# DOCUMENT SEGMENT
How can new functionality be “proven in the wild” prior to its merge? If there’s the ability to “opt-in” to a new feature, such that the new functionality is not exposed by default, why can’t it be merged so that the new funcitonality can be “proven in the wild”?

I mean implementing a feature in a package that wants to use it (e.g. gateway) and working out the kinks, proving that it’s valuable, then some day promoting it up to traitlets so that it can be shared by other packages that use traitlets. This has happened several times with widgets, which is the heaviest user of traitlets, where features are developed in widgets, then eventually promoted to traitlets. The same has been true of configuration patterns in notebook and jupyterhub, but they are always developed first in the packages that want to use them. Very few features of traitlets can only be implemented in the core of traitlets, they can generally be implemented downstream in subclasses, etc.

why can’t it be merged so that the new functionality can be “proven in the wild”?

It can, just traitlets is not the place. Every new feature has a maintenance cost. It doesn’t matter if it’s opt-in or not, once it’s released there are new backward-compatibility and maintenance concerns introduced for the rest of time. Introducing a feature in traitlets before folks can try it out means that people can’t use it to refine the API. And further, since it has been released, the API cannot be refined except in backward-compatible way for a long time to meet traitlets’ compatibility commitments. It makes a lot more sense for folks who want the feature to develop it in their own package as a private implementation detail that can change quickly as it’s figured out before proposing that already known-useful functionality belongs in such a fundamental package with extremely strict compatibility requirements and a long time between releases.

Thanks for the response Min and I apologize for the digression. I completely agree with API and compatibility costs & commitments. Private implementations make sense for direct relationships, but when the target change is multiple layers deep in a class hierarchy spanning projects or the functionality is systemic (like, for example, asynchronous kernel management support) the desired functionality can’t necessarily be implemented privately. Would you say that changes of this magnitude would then happen at a major release boundary (for all projects involved in the change)?

# STATED EXERCISE A
Answer these questions about the traitlets thread:
(i) Which package is called the heaviest user of traitlets?
(ii) According to the reply, what does every new feature have?
(iii) What example of systemic functionality does the last message give?

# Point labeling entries
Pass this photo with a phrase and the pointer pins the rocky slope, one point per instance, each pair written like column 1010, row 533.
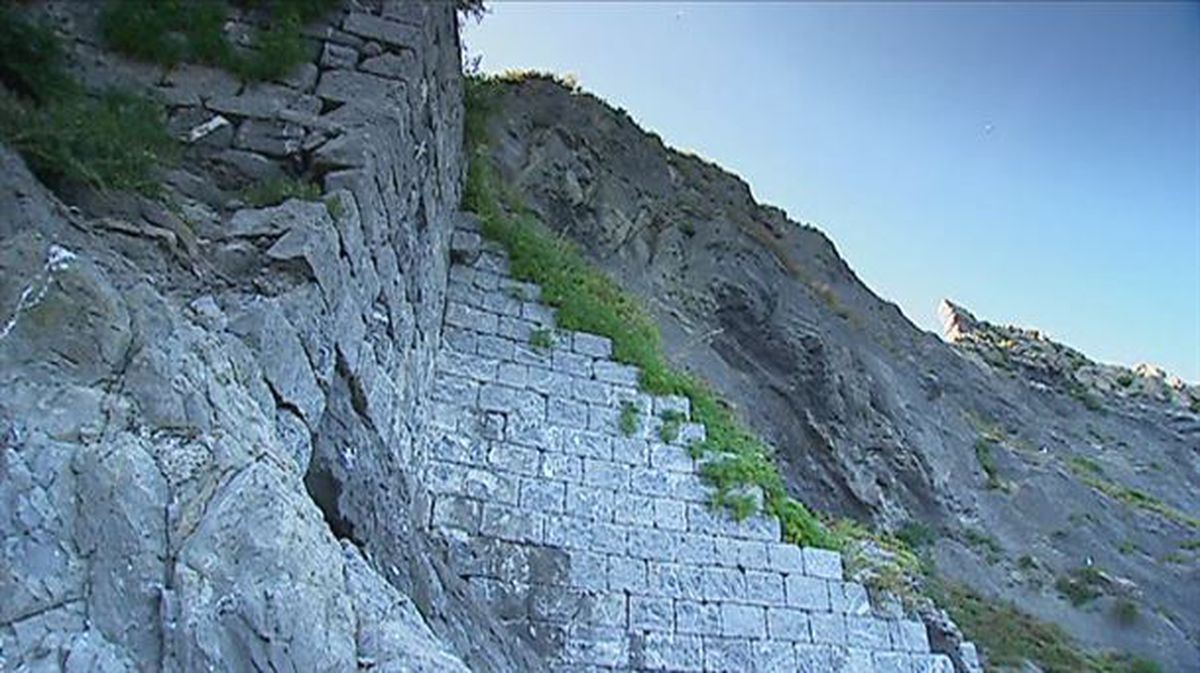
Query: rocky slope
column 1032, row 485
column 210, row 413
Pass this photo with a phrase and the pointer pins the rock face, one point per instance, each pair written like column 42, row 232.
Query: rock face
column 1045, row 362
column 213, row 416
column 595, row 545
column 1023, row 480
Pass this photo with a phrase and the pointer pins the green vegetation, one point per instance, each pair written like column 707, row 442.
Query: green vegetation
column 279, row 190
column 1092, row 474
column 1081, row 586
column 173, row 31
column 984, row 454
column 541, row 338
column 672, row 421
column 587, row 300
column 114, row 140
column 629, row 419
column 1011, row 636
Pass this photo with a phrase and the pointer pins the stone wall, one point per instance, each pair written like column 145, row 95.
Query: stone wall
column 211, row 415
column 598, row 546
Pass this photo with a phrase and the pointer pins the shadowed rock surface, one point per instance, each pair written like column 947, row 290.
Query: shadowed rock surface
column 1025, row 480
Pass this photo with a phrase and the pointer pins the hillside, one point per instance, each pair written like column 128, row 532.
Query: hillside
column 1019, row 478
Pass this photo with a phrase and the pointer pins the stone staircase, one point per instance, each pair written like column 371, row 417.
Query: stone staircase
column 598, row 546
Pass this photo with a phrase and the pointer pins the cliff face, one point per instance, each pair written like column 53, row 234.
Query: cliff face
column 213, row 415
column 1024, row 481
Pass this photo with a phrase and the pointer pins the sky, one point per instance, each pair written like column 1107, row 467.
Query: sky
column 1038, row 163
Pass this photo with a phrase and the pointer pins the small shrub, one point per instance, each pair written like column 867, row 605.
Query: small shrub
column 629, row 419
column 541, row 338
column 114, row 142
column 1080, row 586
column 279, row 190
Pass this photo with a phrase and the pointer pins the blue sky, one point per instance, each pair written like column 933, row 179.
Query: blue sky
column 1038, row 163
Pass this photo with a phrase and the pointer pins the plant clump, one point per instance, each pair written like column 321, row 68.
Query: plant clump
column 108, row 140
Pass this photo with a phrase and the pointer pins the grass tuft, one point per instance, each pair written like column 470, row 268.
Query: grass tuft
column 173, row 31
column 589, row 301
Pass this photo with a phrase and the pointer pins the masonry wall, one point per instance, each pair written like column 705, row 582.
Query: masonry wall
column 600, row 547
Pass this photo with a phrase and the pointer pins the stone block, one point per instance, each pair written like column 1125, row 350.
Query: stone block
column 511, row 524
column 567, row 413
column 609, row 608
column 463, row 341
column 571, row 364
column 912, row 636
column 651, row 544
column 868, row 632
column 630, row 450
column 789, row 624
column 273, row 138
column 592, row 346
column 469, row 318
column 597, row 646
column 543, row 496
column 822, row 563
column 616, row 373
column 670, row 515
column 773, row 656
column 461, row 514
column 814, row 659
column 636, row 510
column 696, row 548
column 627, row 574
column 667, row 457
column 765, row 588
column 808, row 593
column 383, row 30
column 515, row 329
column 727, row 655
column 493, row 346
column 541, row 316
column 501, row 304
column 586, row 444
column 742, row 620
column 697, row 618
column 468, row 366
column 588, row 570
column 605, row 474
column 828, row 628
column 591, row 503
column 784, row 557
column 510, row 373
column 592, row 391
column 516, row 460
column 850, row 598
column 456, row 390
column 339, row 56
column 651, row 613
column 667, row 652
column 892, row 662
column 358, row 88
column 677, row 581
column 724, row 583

# STATED EXERCISE B
Reproduce the entries verbatim, starting with the line that contains "933, row 179." and going on through the line that contains "column 589, row 301", both included.

# SOLUTION A
(i) Widgets.
(ii) A maintenance cost.
(iii) Asynchronous kernel management support.

# SOLUTION B
Pass this photo with a phrase and the pointer pins the blue sky, one point per instance, each pair written like column 933, row 179.
Query: blue sky
column 1038, row 163
Pass this photo with a phrase and the pointer pins the plant clump, one point per instance, each pair written like column 321, row 68.
Query: plant clump
column 108, row 140
Pass this photo with a phrase and the pointer pins the grass tuft, one point per instance, each pair written like column 470, row 268.
Query: grass tuft
column 173, row 31
column 589, row 301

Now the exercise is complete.